Provided data =>
*-*-*

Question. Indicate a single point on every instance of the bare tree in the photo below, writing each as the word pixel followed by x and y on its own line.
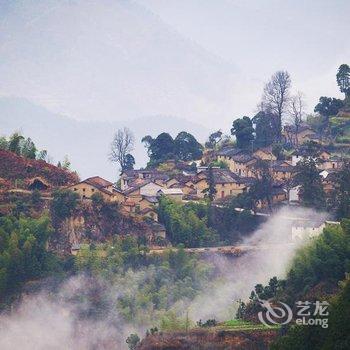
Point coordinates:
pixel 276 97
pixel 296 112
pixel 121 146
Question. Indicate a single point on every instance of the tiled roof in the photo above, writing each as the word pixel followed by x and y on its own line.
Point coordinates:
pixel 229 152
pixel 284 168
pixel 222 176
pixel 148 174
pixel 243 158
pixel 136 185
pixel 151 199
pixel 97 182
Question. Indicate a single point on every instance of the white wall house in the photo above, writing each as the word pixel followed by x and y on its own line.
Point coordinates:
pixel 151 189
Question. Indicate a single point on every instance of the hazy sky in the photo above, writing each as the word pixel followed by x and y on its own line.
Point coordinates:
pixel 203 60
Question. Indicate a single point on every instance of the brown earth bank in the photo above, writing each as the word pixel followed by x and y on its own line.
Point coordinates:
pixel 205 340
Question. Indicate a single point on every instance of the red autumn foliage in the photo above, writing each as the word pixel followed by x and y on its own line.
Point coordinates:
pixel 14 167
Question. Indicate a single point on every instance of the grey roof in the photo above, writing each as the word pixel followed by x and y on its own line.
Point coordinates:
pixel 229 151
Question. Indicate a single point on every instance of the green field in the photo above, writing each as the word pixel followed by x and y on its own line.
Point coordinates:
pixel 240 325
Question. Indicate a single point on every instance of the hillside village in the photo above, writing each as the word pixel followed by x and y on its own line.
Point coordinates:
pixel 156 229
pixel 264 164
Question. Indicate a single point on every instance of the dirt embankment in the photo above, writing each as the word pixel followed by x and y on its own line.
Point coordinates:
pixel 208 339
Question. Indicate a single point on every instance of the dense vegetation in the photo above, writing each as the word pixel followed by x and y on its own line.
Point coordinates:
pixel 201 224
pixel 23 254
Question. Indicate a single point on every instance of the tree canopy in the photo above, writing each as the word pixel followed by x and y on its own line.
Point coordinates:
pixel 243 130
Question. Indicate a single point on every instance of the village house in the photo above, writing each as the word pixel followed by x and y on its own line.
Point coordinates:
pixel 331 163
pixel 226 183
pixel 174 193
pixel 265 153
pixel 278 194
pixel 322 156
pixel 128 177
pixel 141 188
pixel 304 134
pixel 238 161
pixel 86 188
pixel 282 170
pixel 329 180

*-*-*

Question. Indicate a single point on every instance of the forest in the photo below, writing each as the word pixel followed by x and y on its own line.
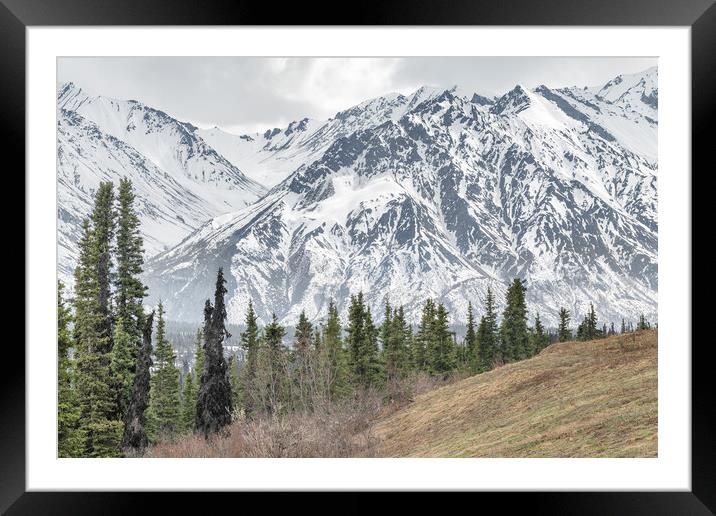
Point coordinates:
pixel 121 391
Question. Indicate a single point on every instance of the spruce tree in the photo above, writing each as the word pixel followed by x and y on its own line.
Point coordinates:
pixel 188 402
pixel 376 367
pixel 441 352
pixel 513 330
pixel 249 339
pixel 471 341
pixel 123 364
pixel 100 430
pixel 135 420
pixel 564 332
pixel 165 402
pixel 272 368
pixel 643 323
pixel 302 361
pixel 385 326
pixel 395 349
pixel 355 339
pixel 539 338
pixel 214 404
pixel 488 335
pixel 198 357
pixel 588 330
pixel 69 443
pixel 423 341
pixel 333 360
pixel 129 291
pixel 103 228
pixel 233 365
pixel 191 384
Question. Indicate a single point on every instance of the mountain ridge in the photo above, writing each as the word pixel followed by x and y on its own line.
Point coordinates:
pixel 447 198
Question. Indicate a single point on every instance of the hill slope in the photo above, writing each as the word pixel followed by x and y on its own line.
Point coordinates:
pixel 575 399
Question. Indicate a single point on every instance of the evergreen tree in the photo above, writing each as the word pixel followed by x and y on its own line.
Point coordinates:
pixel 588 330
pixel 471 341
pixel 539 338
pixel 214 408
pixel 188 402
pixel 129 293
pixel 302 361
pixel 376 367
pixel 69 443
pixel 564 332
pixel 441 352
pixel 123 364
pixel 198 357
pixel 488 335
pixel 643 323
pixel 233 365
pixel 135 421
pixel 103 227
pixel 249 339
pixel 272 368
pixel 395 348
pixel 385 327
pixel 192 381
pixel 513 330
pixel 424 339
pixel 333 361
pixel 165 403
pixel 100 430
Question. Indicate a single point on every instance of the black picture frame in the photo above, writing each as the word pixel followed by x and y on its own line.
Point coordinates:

*-*-*

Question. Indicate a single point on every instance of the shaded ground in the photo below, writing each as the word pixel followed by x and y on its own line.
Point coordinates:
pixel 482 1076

*-*-*

What to work on => Quote the listing from the line with "Question. Indicate a single point on every instance of the bare" up to and including the line with "pixel 208 339", leaving the pictures out.

Result below =>
Question. Indicate a single point on every instance of the bare tree in the photo below, writing each as the word pixel followed by x and y on its own line.
Point coordinates:
pixel 276 97
pixel 296 112
pixel 121 146
Question. Indicate a single point on every instance of the tiled roof in the photo above, writing each as the word pixel followed by x and y on its own line.
Point coordinates:
pixel 229 152
pixel 284 168
pixel 222 176
pixel 148 174
pixel 243 158
pixel 136 185
pixel 151 199
pixel 97 182
Question. Indicate a single point on every instance of the white wall house in the photo above, writing each as the word pixel followed by x and y on its own line.
Point coordinates:
pixel 151 189
Question. Indicate a single point on every instance of the hazy sky in the photo above, writing each as the word pixel followed by x and y on its own line.
Point coordinates:
pixel 203 60
Question. Indicate a single point on every instance of the brown earth bank in the photo above, writing each as the word pixel followed by x and y on its own line.
Point coordinates:
pixel 205 340
Question. Indicate a single point on every instance of the red autumn foliage in the photo above, writing each as the word pixel followed by x and y on its own line.
Point coordinates:
pixel 14 167
Question. Indicate a single point on every instance of the grey roof in the photo above, writing each as the word pixel followed by x and y on its own line.
Point coordinates:
pixel 229 151
Question. Indicate a single point on every instance of the green field in the photo above, writing each as the word pixel followed by x and y on its own line.
Point coordinates:
pixel 240 325
Question. Indicate a single point on every instance of the hillside village in the photo above, writing each as the word pixel followed by x and y on its own line.
Point coordinates:
pixel 156 229
pixel 264 164
Question. Indicate a single point on every instance of the dirt embankment in the photo above, writing each as the word pixel followed by x and y on its own line.
Point coordinates:
pixel 208 339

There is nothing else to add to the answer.